[Document section — start]

New York City's Trash Revolution
New York City is iconic for its yellow taxis, pizza slices, bright lights on Broadway and its rats.
Mountains of black garbage bags line cramped city sidewalks, a feast for the millions of rodents who call New York home.
But such unsanitary eyesores could soon be a remnant of the city's past, with local authorities launching a "trash revolution" to clean up the streets.
Since the beginning of March more than 200,000 food-selling businesses have been required to use hard-lidded bins to store the millions of tons of garbage they produce annually.
By 2026 residential buildings will also be required to use such containers, a plan inspired by the approach used in cities including Barcelona, Madrid and Buenos Aires.
The city will eventually lose some 150,000 parking spaces—an eternal sore spot for many New Yorkers—as a result of the new container rollout, but advocates say any protest might be diluted by the pleasing results of the clean-up.
The hard-lidded containers should also dissuade human scavengers, who often rip open plastic bags while searching for bottles or cans to sell for cash.
The city of 8.5 million people and the millions of tourists who visit each year produce some 20 million tons of trash a day, more than half of it from businesses, according to City Council figures.
Businesses use a private waste-collection system, while the nearly 10,000 employees of the city's sanitation department deal with trash from residences, schools and hospitals.
New York is one of the most densely occupied cities on the planet—particularly Manhattan, whose 1.7 million inhabitants mostly live in high-rise buildings with no space in between.
With less than three percent of organic waste currently being recycled, the city has begun a plan to provide special compost containers—which will become mandatory starting next year.

[Document section — finish]
[Record excerpts — start]

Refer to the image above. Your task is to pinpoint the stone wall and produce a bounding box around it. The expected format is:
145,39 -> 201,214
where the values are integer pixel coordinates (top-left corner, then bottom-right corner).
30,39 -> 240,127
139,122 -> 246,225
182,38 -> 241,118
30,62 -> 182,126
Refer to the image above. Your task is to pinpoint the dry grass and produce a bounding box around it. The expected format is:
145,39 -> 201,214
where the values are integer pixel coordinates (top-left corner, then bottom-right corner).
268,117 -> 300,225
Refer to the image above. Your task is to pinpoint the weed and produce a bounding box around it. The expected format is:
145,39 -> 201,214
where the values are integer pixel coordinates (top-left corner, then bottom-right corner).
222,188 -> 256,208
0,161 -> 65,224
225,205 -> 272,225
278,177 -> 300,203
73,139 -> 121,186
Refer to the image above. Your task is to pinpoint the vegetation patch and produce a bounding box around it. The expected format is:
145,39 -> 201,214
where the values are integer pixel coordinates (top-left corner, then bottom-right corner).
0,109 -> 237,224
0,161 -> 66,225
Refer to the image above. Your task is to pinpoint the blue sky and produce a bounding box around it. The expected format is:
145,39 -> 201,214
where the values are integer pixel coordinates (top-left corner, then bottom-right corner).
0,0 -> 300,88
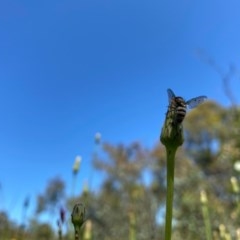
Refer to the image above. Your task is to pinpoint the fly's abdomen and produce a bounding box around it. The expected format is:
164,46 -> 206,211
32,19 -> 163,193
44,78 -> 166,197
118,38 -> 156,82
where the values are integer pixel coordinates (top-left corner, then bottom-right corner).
176,106 -> 186,123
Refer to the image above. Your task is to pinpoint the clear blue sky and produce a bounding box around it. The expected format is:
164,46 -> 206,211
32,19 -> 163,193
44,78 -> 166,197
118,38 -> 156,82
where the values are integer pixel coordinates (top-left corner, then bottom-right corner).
0,0 -> 240,223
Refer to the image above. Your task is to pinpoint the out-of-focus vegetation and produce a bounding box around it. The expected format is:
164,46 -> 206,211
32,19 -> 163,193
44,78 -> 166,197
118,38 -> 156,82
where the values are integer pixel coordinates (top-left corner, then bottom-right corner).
0,101 -> 240,240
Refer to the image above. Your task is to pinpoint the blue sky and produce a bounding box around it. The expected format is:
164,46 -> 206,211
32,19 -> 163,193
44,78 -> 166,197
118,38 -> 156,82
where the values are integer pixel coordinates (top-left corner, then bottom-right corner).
0,0 -> 240,223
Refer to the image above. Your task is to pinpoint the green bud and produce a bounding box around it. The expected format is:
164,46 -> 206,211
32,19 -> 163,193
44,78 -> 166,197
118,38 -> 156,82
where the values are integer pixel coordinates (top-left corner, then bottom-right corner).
160,110 -> 184,148
72,203 -> 85,230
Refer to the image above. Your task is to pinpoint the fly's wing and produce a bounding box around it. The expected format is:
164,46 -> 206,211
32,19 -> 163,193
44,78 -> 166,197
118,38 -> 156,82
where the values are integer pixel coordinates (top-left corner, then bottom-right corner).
186,96 -> 207,108
167,88 -> 175,103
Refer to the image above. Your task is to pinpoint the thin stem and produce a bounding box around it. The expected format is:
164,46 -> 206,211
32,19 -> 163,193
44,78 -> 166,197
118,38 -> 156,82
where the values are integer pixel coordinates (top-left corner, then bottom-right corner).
165,148 -> 177,240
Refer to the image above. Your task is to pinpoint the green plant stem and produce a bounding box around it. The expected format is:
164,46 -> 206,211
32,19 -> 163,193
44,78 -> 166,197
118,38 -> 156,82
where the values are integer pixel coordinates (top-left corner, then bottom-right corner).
165,147 -> 177,240
202,204 -> 212,240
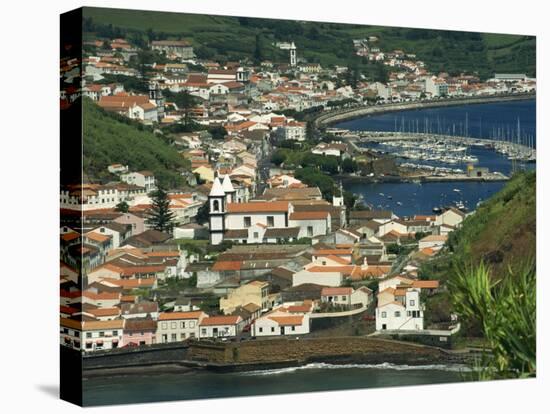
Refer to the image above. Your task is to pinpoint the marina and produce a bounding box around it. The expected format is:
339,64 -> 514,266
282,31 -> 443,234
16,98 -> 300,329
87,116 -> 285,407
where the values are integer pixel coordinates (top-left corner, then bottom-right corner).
334,100 -> 536,216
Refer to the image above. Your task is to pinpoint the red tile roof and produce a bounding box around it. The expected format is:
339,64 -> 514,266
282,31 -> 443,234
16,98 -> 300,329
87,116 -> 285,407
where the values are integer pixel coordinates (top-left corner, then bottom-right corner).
289,211 -> 328,220
268,315 -> 304,326
212,260 -> 242,272
159,311 -> 206,321
321,287 -> 353,296
200,316 -> 241,326
227,201 -> 288,213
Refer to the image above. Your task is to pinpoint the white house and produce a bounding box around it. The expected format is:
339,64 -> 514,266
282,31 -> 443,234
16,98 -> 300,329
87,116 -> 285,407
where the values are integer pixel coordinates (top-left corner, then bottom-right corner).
199,315 -> 244,338
120,171 -> 157,193
251,306 -> 310,336
418,234 -> 447,250
288,211 -> 331,238
277,121 -> 306,141
60,318 -> 124,352
321,287 -> 353,306
292,267 -> 344,286
435,207 -> 466,228
376,289 -> 424,331
156,311 -> 208,343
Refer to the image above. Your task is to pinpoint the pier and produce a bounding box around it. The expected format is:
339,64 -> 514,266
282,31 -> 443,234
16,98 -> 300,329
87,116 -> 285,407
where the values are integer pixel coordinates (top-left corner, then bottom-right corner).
313,93 -> 536,127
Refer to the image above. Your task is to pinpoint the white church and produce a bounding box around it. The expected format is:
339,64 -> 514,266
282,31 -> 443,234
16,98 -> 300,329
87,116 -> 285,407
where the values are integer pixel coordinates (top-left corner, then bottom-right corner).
208,175 -> 343,245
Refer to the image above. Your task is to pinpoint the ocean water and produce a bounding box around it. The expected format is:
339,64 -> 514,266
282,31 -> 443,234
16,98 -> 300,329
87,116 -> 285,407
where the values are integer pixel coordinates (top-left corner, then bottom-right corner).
334,99 -> 536,146
84,363 -> 470,406
344,181 -> 505,217
334,99 -> 536,216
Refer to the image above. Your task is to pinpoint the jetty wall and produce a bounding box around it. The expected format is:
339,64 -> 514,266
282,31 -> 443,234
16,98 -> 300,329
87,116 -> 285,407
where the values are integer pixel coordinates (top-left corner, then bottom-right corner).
314,93 -> 536,127
188,337 -> 448,369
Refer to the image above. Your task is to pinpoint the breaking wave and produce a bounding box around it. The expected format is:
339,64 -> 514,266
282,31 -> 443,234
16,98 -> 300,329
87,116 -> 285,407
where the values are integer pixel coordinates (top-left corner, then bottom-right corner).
241,362 -> 472,376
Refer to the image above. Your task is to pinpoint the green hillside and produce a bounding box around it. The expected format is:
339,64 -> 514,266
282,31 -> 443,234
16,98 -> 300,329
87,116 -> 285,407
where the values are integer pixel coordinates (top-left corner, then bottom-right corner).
420,172 -> 536,337
84,8 -> 536,78
83,98 -> 188,188
448,172 -> 536,273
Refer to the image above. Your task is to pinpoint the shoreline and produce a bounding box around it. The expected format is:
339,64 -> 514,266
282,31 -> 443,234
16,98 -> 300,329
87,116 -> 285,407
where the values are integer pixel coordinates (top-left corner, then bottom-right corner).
334,175 -> 509,184
313,93 -> 536,127
82,337 -> 476,379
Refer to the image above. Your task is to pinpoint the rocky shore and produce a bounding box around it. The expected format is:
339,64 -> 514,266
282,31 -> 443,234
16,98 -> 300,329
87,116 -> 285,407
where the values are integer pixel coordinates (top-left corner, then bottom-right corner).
83,337 -> 474,378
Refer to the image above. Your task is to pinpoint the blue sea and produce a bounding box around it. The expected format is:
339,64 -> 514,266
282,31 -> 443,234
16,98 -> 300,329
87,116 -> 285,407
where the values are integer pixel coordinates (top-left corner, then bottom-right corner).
334,100 -> 536,216
83,363 -> 472,404
334,99 -> 536,146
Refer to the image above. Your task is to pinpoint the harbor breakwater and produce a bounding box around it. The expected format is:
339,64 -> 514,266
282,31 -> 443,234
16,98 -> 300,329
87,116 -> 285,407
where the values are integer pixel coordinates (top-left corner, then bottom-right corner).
313,93 -> 536,127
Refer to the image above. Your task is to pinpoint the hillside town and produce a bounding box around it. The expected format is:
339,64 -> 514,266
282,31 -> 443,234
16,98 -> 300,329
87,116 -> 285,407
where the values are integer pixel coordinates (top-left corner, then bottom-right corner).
60,29 -> 536,353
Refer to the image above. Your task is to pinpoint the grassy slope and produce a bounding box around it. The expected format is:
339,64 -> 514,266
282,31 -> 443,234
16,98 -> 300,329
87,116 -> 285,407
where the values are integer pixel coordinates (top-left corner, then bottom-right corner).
85,8 -> 535,77
83,99 -> 187,187
449,172 -> 536,273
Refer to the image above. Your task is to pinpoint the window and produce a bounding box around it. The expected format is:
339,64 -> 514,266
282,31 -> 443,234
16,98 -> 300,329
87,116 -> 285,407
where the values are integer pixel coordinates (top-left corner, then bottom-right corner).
212,200 -> 220,211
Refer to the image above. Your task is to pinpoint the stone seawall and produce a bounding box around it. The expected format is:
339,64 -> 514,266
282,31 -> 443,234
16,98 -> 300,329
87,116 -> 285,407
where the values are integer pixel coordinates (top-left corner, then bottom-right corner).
314,93 -> 536,126
188,337 -> 460,370
78,336 -> 474,378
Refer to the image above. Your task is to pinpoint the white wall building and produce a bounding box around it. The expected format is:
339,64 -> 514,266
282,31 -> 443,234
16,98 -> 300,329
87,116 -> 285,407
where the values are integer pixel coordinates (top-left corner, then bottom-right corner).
251,310 -> 310,336
157,311 -> 208,344
376,289 -> 424,331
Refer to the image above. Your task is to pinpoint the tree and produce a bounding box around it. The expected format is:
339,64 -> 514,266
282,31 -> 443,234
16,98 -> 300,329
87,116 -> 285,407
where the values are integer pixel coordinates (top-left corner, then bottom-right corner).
195,203 -> 210,224
174,91 -> 197,127
271,150 -> 286,166
306,121 -> 315,140
115,201 -> 130,213
208,126 -> 227,139
254,33 -> 263,65
145,188 -> 175,233
449,260 -> 537,379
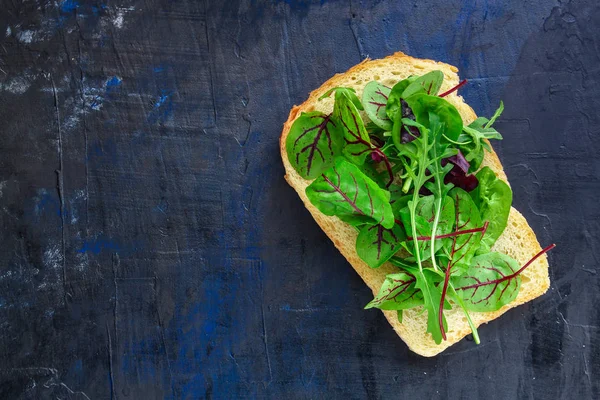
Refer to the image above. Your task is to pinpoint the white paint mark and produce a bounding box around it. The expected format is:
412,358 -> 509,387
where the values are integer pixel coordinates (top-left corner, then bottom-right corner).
0,76 -> 31,94
17,30 -> 35,43
44,245 -> 62,269
112,7 -> 135,29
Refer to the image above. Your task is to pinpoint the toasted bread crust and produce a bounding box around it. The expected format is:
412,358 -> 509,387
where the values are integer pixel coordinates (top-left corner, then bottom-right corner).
280,52 -> 550,357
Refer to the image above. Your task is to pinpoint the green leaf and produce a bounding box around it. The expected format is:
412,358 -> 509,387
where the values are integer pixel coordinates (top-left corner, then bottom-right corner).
402,70 -> 444,98
485,100 -> 504,128
470,167 -> 512,254
400,196 -> 454,261
362,81 -> 392,131
319,86 -> 363,111
409,268 -> 448,344
286,111 -> 344,179
406,94 -> 463,140
458,102 -> 504,172
365,272 -> 423,310
356,224 -> 406,268
452,252 -> 521,312
333,90 -> 373,165
306,158 -> 394,229
385,76 -> 417,121
446,188 -> 483,274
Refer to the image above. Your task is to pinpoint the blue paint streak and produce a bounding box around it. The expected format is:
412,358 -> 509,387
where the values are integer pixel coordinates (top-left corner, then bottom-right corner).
106,76 -> 123,94
78,237 -> 121,254
34,191 -> 61,217
148,90 -> 173,124
60,0 -> 79,13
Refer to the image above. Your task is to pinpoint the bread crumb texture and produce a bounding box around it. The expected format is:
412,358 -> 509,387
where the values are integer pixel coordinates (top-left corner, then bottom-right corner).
280,53 -> 550,357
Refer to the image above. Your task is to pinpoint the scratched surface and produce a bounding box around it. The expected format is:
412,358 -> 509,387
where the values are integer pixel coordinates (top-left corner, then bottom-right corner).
0,0 -> 600,399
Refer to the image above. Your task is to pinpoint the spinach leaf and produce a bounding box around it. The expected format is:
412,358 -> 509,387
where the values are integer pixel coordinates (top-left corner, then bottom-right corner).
406,94 -> 463,141
286,111 -> 343,179
365,272 -> 423,310
362,81 -> 392,131
446,188 -> 482,273
356,224 -> 406,268
306,158 -> 394,229
402,70 -> 444,98
452,252 -> 521,312
385,76 -> 416,121
470,167 -> 512,254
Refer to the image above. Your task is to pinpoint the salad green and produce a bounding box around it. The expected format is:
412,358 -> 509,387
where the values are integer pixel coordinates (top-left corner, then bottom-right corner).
286,71 -> 553,343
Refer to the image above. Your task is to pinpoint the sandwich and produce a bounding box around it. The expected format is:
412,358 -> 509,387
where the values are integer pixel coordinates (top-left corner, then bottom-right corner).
280,53 -> 554,357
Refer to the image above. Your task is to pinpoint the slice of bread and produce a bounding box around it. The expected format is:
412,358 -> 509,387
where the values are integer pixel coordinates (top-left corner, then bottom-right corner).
280,53 -> 550,357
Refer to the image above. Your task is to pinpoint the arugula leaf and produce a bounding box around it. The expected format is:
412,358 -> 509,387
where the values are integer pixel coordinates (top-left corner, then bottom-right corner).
365,272 -> 423,310
407,268 -> 448,344
452,252 -> 521,312
470,167 -> 512,254
392,196 -> 454,262
362,81 -> 392,131
319,86 -> 364,111
306,158 -> 394,229
402,70 -> 444,98
406,93 -> 463,140
286,111 -> 343,179
356,224 -> 406,268
485,100 -> 504,129
458,102 -> 504,172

[Record excerpts — finish]

Exercises to complete:
**A.** Output the part of the article on New York City's trash revolution from "The hard-lidded containers" through "starting next year.", copied word for word.
**B.** Decide whether each statement agrees with the article on New York City's trash revolution. For each, answer yes or no and quote the words from the article that decide it.
(i) Since the beginning of March, food-selling businesses have had to use hard-lidded bins.
(ii) Residential buildings must use the hard-lidded containers by 2025.
(iii) The city's sanitation department collects the trash from businesses.
**C.** List everything that the article on New York City's trash revolution says in its first sentence New York City is iconic for.

Results in order:
**A.**
The hard-lidded containers should also dissuade human scavengers, who often rip open plastic bags while searching for bottles or cans to sell for cash.
The city of 8.5 million people and the millions of tourists who visit each year produce some 20 million tons of trash a day, more than half of it from businesses, according to City Council figures.
Businesses use a private waste-collection system, while the nearly 10,000 employees of the city's sanitation department deal with trash from residences, schools and hospitals.
New York is one of the most densely occupied cities on the planet—particularly Manhattan, whose 1.7 million inhabitants mostly live in high-rise buildings with no space in between.
With less than three percent of organic waste currently being recycled, the city has begun a plan to provide special compost containers—which will become mandatory starting next year.

**B.**
(i) Yes: "Since the beginning of March more than 200,000 food-selling businesses have been required to use hard-lidded bins"
(ii) No: "By 2026 residential buildings will also be required to use such containers"
(iii) No: "Businesses use a private waste-collection system"

**C.**
- yellow taxis
- pizza slices
- bright lights on Broadway
- its rats